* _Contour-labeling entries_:
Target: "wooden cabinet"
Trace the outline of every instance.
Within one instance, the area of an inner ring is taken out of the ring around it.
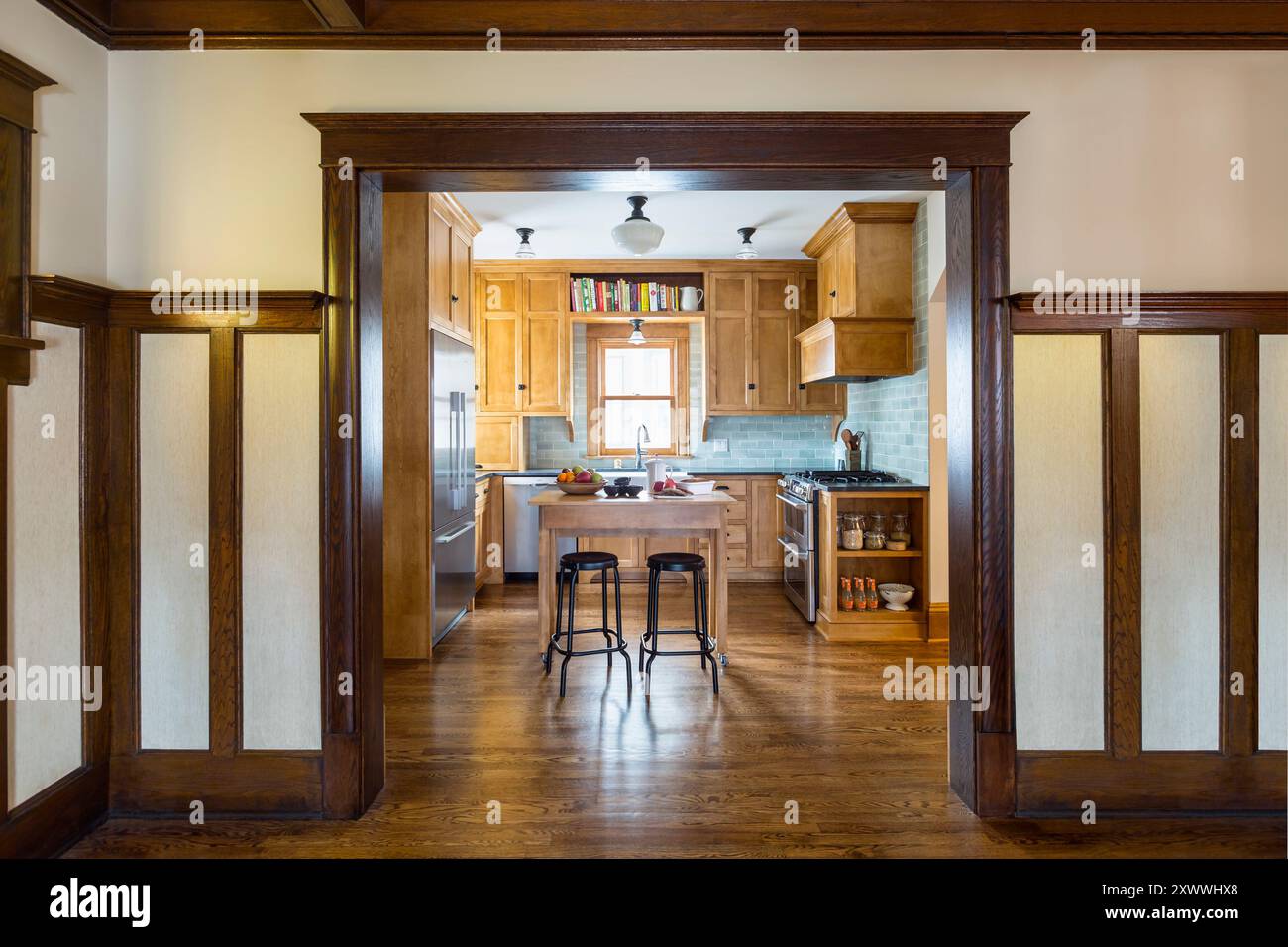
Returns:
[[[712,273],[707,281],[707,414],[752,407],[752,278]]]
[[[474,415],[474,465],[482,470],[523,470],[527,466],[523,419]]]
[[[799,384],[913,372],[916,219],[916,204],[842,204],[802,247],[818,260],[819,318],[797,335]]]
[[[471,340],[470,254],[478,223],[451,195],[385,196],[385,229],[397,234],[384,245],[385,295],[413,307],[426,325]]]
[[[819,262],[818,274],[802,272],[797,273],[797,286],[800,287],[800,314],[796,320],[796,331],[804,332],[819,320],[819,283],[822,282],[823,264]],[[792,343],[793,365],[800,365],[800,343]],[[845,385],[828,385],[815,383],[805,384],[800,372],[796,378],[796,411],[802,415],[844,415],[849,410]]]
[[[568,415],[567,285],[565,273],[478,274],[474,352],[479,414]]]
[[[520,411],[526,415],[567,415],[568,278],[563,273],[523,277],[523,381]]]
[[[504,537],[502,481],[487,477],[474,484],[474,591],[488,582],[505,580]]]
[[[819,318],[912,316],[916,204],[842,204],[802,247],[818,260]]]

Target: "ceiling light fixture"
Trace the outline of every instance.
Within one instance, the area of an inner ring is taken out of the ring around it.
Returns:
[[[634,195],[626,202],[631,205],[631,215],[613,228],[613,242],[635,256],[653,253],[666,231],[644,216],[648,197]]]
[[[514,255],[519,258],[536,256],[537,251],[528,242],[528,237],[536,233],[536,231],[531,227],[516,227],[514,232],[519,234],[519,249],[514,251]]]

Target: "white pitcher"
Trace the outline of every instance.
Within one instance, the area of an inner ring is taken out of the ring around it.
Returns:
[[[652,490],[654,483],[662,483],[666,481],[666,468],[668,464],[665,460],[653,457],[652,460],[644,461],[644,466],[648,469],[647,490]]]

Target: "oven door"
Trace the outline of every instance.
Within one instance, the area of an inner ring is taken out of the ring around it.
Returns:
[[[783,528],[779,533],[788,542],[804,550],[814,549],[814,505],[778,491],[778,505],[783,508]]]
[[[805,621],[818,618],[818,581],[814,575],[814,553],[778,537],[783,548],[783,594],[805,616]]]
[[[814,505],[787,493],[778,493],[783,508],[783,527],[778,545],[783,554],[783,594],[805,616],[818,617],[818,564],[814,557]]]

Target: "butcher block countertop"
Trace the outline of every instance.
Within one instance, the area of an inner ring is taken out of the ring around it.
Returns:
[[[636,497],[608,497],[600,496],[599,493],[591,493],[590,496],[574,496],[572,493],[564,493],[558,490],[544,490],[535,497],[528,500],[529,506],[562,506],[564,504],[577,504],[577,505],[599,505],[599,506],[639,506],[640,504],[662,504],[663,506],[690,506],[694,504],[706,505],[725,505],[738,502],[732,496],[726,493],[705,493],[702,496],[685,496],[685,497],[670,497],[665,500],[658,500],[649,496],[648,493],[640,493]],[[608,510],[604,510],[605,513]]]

* _Aim of the task_:
Rescale the data starting at its first line and stopping after the line that contains "[[[712,273],[707,281],[707,414],[752,407],[752,278]]]", both ends included, by rewriting those lines with every polygon coordinate in the answers multiplied by 2.3 and rounded to a whole number, halves rounded up. Keep the request lines as they are and omit the pictures.

* _Reply to the task_:
Target: "wooden cabinet"
Trace the outline of every instance.
Within one instance, the area of an inner ring is taken out of the ring around it.
Returns:
[[[1638,628],[1626,646],[1626,952],[1730,936],[1730,639]]]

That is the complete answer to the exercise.